Part of a data file
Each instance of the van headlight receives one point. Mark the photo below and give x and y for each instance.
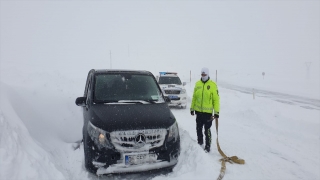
(100, 137)
(173, 132)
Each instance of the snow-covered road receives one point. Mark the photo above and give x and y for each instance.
(277, 140)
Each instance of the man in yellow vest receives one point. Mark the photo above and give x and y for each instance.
(206, 105)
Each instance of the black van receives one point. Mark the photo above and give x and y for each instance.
(128, 126)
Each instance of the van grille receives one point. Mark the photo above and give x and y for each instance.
(138, 140)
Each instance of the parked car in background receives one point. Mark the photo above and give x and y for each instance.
(128, 126)
(173, 88)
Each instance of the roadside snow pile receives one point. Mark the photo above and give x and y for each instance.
(21, 156)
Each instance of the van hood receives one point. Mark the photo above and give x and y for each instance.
(115, 117)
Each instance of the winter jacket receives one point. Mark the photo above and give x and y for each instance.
(205, 97)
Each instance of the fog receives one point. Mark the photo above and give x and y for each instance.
(249, 36)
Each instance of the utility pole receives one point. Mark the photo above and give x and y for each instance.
(308, 68)
(128, 51)
(216, 76)
(110, 61)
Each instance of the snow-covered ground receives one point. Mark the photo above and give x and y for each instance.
(40, 123)
(270, 121)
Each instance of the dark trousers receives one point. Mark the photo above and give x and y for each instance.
(203, 120)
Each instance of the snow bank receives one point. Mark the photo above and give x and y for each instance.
(21, 156)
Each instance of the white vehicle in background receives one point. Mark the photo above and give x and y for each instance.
(173, 88)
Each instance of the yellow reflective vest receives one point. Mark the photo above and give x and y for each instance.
(205, 97)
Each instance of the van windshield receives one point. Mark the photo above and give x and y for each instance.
(169, 80)
(123, 86)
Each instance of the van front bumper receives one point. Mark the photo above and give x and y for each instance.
(122, 168)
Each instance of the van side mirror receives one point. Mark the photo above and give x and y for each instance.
(81, 101)
(167, 99)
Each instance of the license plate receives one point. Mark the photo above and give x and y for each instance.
(173, 97)
(139, 159)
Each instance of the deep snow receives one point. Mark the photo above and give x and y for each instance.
(271, 121)
(40, 124)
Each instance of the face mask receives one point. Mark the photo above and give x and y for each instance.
(204, 78)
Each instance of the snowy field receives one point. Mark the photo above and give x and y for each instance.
(40, 123)
(270, 121)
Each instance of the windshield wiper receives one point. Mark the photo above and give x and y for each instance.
(137, 101)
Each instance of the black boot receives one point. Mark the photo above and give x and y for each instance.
(207, 148)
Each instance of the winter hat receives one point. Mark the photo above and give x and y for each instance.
(206, 72)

What is expected »
Copy the listing from the line holding "Each instance of the black boot" through the end of the listing, both ends included, keeping the requests unchanged. Scale every x and y coordinate in the answers by 2.6 and round each result to a whole number, with halves rounded up.

Expected answer »
Each instance of the black boot receives one point. Mark the photo above and give x and y for each instance.
(538, 385)
Each instance of the winter hat receives one point. Mark the photo above and give x and y for each instance.
(536, 187)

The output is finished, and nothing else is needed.